Return each line of the entries below that contains the word "woman", copied without changes.

Entries from a point annotation set
* Begin *

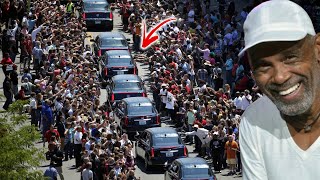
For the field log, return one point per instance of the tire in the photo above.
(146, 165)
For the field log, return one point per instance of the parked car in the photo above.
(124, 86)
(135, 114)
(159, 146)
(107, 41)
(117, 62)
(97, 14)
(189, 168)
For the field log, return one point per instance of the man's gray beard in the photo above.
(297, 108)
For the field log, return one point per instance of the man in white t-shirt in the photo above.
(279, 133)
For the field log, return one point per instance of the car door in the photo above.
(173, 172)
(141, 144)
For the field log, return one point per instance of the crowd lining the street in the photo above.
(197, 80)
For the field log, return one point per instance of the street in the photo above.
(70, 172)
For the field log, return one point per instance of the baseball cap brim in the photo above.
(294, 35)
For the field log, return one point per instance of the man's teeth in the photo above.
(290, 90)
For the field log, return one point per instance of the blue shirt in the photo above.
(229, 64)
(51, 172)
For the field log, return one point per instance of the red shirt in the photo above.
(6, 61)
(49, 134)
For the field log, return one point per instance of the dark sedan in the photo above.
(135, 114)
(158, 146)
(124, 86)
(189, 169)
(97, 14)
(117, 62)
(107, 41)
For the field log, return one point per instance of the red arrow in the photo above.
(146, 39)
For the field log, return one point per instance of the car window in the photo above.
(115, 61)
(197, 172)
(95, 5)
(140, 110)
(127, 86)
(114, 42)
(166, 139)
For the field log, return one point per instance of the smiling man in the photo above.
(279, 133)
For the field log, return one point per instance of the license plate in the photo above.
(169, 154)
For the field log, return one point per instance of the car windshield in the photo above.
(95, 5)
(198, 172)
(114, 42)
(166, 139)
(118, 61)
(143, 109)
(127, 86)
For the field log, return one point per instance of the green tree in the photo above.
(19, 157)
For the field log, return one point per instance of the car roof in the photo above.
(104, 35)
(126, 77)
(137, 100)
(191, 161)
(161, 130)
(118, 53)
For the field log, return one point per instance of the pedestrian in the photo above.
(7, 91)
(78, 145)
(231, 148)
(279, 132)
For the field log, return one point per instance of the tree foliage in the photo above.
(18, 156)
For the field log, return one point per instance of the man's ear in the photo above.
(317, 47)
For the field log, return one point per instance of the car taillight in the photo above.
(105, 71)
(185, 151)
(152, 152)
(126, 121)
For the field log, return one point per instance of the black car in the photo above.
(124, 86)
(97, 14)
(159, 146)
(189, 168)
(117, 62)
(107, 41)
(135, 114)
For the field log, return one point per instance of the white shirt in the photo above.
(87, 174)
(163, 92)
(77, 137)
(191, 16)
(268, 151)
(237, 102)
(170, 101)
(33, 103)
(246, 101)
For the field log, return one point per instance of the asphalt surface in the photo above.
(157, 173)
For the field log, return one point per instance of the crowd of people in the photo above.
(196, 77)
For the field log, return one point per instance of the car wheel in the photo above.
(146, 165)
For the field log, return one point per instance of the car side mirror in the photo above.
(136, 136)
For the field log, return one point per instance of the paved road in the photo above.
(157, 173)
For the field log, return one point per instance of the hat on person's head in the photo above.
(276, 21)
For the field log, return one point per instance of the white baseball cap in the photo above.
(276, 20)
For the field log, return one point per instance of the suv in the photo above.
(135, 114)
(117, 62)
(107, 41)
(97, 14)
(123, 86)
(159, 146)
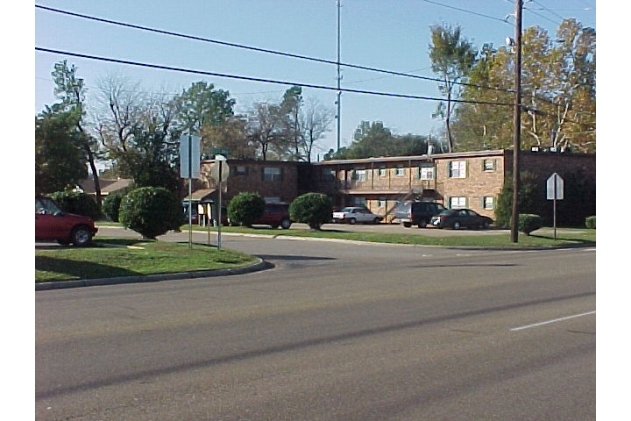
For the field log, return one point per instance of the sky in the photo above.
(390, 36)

* End *
* Begin *

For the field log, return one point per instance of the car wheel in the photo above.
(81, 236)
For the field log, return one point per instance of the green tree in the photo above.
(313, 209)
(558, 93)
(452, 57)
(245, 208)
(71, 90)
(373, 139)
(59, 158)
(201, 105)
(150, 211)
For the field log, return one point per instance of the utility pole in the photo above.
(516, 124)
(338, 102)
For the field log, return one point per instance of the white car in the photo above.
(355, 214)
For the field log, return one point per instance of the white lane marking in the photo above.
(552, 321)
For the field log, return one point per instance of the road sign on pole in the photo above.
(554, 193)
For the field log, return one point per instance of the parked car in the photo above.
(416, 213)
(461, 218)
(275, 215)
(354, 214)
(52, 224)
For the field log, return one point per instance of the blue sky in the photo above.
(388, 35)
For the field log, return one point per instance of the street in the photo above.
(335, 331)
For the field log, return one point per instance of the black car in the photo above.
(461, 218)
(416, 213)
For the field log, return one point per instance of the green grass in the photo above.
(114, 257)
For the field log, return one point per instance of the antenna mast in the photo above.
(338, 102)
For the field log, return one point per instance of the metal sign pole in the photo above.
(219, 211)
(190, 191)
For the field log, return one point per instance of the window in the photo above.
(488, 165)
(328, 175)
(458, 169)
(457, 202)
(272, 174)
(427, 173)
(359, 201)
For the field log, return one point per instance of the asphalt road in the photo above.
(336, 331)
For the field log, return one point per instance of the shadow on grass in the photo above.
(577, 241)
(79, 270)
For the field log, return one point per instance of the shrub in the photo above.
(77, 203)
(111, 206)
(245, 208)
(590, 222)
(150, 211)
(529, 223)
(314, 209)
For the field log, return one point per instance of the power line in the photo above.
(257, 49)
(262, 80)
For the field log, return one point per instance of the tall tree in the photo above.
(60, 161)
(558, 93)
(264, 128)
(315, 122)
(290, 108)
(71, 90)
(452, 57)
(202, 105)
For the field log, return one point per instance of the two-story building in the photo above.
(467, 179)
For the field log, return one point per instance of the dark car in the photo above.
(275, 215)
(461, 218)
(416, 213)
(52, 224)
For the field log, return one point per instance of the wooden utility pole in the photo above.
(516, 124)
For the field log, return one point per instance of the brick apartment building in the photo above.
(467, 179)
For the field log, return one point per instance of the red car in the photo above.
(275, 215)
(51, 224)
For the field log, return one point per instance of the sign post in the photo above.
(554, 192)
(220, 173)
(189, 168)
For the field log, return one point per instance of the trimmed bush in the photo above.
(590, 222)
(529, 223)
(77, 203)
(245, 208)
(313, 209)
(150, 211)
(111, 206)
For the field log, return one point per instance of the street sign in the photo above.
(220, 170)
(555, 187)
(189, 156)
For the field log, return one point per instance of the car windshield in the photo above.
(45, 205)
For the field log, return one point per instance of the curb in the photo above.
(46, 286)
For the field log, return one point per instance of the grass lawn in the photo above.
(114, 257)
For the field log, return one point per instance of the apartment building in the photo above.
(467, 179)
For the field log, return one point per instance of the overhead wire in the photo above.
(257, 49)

* End *
* Begin *

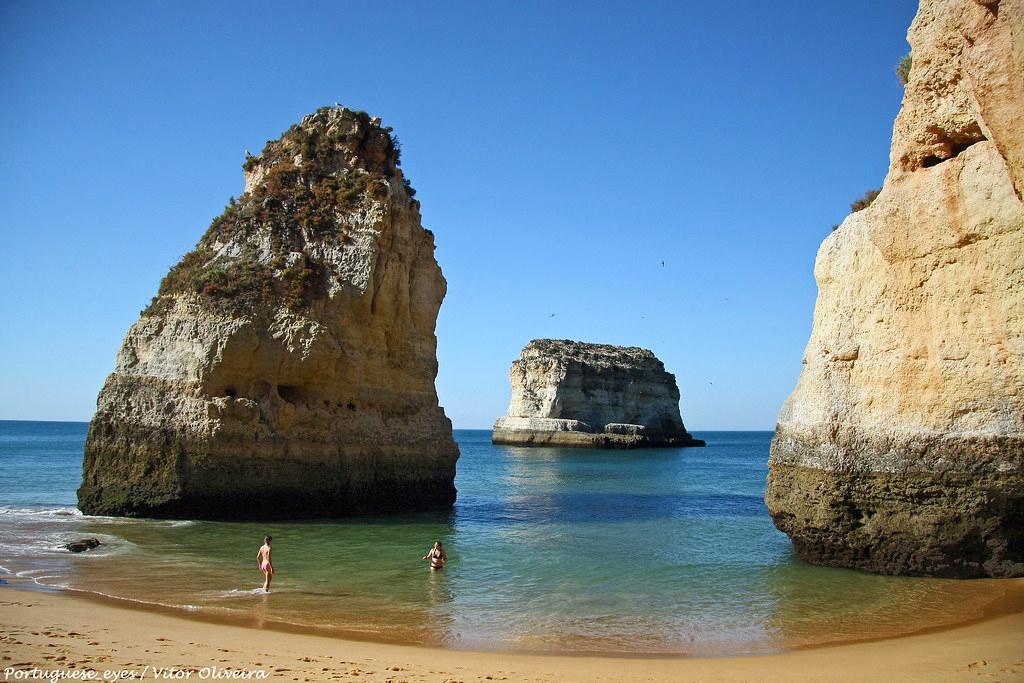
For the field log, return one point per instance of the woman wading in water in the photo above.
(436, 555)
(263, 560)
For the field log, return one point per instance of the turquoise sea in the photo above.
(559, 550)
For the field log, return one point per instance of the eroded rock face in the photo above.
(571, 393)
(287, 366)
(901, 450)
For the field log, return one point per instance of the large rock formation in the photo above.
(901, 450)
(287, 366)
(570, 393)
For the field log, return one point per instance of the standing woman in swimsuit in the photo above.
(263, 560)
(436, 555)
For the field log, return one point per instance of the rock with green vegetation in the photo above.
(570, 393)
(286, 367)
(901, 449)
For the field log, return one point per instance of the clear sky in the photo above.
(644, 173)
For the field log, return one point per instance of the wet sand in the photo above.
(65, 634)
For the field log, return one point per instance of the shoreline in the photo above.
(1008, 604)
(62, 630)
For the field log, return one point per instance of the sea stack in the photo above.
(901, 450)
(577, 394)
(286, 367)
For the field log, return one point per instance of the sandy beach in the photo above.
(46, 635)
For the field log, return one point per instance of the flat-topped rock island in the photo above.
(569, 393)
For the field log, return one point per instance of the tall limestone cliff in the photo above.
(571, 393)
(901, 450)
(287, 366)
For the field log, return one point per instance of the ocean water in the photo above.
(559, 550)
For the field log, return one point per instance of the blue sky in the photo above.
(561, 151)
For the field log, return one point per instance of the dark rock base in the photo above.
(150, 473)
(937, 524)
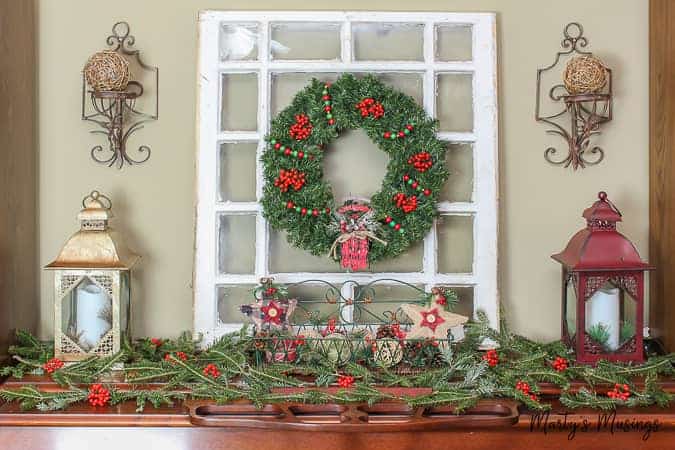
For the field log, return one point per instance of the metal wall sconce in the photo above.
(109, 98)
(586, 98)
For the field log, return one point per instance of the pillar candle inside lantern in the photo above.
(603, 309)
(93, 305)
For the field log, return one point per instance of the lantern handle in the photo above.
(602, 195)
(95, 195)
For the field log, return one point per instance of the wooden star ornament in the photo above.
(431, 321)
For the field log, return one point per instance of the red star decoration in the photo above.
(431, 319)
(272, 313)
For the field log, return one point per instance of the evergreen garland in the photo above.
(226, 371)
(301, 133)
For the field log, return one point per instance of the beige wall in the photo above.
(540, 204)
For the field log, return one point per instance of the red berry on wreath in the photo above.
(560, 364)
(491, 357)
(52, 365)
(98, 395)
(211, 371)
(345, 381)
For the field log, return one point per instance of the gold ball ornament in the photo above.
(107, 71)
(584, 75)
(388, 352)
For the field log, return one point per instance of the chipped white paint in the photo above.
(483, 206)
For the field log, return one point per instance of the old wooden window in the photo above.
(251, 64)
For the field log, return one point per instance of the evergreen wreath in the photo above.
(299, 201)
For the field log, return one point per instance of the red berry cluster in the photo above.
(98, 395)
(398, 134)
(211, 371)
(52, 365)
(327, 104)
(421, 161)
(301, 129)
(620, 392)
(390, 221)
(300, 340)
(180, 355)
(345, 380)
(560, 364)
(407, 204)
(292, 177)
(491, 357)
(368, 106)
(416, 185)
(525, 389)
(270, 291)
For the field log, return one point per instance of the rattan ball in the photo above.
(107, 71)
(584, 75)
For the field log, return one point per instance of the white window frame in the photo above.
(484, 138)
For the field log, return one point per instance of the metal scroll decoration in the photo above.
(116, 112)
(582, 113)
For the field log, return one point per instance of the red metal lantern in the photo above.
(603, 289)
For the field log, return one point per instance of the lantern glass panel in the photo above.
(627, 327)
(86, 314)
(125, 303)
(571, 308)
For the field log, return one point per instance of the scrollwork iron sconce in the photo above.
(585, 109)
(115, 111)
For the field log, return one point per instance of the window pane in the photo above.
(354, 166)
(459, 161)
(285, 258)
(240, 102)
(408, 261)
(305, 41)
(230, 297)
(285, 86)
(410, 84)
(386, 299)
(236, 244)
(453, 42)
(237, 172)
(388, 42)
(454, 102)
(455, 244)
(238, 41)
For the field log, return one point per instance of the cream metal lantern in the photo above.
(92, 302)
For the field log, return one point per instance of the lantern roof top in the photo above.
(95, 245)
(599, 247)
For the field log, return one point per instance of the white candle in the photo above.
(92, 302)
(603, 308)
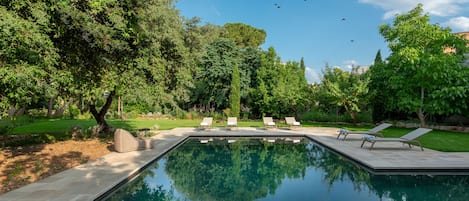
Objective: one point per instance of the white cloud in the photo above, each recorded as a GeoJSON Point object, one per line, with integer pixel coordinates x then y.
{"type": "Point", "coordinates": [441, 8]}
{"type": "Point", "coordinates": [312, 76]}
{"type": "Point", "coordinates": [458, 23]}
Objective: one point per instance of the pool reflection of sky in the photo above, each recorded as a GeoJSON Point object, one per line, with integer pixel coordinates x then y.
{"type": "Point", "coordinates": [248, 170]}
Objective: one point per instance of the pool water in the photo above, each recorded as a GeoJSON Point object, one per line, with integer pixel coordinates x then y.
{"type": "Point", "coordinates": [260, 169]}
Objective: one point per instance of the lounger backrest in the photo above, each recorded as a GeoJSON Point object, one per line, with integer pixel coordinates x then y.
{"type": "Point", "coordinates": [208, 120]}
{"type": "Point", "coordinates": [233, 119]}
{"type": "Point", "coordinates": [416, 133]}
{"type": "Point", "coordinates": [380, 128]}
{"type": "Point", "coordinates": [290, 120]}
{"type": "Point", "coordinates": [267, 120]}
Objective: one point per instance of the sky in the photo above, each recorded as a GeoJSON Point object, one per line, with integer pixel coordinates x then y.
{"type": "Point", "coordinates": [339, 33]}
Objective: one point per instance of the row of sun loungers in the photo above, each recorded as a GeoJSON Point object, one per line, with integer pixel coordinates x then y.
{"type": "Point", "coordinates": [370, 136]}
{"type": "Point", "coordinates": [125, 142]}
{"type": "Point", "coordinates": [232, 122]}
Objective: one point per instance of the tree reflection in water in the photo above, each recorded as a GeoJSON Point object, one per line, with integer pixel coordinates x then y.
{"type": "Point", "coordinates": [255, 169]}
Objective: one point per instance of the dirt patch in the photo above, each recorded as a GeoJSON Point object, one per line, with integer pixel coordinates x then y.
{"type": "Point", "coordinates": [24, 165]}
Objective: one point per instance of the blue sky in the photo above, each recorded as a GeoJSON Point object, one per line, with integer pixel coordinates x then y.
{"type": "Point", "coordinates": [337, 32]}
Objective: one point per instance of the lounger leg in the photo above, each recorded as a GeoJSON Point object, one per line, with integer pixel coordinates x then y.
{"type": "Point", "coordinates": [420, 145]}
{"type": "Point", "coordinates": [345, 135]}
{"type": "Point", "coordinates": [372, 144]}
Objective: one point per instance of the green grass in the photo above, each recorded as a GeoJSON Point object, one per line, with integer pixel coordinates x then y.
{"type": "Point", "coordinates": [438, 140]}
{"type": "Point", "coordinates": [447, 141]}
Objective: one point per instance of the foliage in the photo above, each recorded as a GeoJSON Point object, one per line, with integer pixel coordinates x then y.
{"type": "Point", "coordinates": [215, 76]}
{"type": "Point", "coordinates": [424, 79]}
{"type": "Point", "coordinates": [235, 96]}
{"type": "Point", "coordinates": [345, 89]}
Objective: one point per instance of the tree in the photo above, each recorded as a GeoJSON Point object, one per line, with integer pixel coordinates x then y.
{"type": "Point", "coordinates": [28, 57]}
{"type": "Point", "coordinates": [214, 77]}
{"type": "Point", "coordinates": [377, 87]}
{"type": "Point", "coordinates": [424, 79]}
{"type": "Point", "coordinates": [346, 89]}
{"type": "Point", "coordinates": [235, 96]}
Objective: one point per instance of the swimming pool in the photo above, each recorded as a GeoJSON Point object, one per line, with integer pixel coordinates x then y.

* End *

* **Task answer**:
For the field log, return one point per instance of the woman wading in water in the photo above.
For the field log, return one point per instance of the standing woman in swimsuit in the photo above.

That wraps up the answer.